--- Given data ---

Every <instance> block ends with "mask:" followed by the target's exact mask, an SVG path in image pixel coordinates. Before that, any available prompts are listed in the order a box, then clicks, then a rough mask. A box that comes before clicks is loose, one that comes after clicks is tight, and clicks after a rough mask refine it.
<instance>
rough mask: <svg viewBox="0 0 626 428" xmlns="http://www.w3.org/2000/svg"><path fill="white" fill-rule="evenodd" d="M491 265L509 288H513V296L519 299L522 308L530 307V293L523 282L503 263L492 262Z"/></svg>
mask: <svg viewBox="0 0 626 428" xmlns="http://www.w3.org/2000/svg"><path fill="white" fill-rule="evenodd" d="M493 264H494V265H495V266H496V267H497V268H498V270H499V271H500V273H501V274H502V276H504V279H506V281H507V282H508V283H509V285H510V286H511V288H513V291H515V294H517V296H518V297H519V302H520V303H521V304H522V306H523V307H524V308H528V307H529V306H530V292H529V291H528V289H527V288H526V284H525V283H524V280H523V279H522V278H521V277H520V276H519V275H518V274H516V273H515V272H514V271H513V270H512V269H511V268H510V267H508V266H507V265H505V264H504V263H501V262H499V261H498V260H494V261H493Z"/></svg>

---
--- Given data ---

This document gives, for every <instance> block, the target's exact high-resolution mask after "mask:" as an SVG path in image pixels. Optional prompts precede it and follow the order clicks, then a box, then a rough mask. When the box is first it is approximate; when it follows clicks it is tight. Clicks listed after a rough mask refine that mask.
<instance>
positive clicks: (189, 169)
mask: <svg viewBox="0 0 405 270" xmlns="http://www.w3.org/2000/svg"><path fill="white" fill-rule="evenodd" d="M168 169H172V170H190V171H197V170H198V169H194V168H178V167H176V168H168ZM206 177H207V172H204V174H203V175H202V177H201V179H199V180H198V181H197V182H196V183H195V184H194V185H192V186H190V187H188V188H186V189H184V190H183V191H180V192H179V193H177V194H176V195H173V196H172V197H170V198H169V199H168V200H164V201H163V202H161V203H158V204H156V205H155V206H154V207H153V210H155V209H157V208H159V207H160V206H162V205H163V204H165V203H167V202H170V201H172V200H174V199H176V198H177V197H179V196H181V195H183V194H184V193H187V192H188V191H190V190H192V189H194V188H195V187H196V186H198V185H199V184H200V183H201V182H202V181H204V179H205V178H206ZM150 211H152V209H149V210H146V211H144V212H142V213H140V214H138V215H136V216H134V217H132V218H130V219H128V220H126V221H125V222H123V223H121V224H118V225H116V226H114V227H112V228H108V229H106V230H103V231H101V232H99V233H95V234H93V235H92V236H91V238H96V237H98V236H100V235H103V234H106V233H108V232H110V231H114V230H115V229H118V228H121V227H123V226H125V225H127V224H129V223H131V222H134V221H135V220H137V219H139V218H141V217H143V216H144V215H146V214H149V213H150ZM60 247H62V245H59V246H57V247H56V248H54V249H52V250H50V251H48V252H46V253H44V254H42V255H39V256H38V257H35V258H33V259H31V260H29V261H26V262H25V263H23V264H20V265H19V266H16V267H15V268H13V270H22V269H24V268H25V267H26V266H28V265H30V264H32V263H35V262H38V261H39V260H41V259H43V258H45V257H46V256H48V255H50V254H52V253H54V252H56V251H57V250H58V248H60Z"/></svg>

---
--- Given data ---

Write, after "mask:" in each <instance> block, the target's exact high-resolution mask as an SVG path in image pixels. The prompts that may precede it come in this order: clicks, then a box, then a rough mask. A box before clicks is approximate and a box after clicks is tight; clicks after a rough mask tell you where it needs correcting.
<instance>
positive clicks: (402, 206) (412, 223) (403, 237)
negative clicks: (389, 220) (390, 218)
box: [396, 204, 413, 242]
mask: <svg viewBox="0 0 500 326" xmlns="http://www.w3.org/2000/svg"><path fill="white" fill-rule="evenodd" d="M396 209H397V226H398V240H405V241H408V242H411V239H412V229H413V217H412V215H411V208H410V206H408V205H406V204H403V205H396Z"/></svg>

---

What the task requires: Copy each line above that contains the word "target".

Answer for the task:
Every <instance> block ends with "mask:" followed by the target's exact mask, an SVG path in image pixel coordinates. Before that, any available prompts are listed in the order a box, then clicks, then a rough mask. A box that comes before clicks is loose, one that comes after clicks is tight, and clicks after a rough mask refine it.
This document gives, for every <instance> block, the target's exact high-resolution mask after "mask:" as an SVG path in image pixels. Optional prompts precede it and follow the order clicks, then a box, then a rough mask. When the box is first it is approximate; when it follows clicks it is tight. Clicks listed after a rough mask refine that mask.
Write, after "mask:" in each <instance> block, the target's exact high-resolution mask as an SVG path in image pixels. The prompts that may precede it come in this order: clicks, then a box, then a rough mask. A box before clicks is approximate and a box after clicks is tight; clicks after a rough mask tell you where it needs correcting.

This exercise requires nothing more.